### TASK INPUT
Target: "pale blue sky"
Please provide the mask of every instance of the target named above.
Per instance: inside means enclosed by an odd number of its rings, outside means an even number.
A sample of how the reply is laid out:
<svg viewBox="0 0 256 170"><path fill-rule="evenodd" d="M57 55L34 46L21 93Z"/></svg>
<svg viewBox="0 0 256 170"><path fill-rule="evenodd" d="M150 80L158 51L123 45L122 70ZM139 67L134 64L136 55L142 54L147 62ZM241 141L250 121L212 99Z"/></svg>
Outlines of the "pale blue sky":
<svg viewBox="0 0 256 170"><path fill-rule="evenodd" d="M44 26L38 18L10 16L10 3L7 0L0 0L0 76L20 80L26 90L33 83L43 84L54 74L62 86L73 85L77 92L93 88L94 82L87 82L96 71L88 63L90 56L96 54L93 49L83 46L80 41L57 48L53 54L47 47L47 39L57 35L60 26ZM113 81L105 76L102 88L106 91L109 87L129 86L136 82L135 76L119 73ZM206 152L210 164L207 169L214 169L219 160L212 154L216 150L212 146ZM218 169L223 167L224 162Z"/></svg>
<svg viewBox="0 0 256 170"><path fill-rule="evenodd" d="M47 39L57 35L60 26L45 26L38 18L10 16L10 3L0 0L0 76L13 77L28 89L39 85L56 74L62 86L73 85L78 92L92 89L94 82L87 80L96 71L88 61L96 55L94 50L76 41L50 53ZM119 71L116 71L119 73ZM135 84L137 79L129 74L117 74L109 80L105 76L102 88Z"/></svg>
######
• TASK TO COMPLETE: Type out the material again exactly as presented.

• THE RESULT:
Target: "pale blue sky"
Please provide the mask of every instance of the target named above.
Per instance: inside means enclosed by an odd number of its rings, outside means an even number.
A sample of how the reply is laid out:
<svg viewBox="0 0 256 170"><path fill-rule="evenodd" d="M57 55L34 46L21 93Z"/></svg>
<svg viewBox="0 0 256 170"><path fill-rule="evenodd" d="M150 80L158 51L123 45L122 70ZM139 67L134 64L136 55L142 54L147 62ZM241 141L250 121L212 99Z"/></svg>
Outlines of the "pale blue sky":
<svg viewBox="0 0 256 170"><path fill-rule="evenodd" d="M44 26L38 18L10 16L10 3L7 0L0 0L0 76L20 80L26 90L33 83L43 84L54 74L62 86L73 85L77 92L93 88L94 82L87 82L96 71L88 63L90 56L96 54L93 49L83 46L80 41L57 48L53 54L47 47L47 39L57 35L60 26ZM113 81L105 76L102 88L106 91L109 87L129 86L136 82L135 76L119 73ZM206 152L210 164L207 169L214 169L219 160L212 154L216 150L212 146ZM218 169L223 167L224 162Z"/></svg>
<svg viewBox="0 0 256 170"><path fill-rule="evenodd" d="M47 39L57 35L60 26L45 26L38 18L10 16L10 3L0 0L0 76L13 77L28 89L39 85L56 74L62 86L73 85L78 92L92 89L94 82L87 80L96 71L88 61L96 55L94 50L76 41L50 53ZM119 71L116 71L119 73ZM135 84L137 79L129 74L117 74L109 80L105 76L102 88Z"/></svg>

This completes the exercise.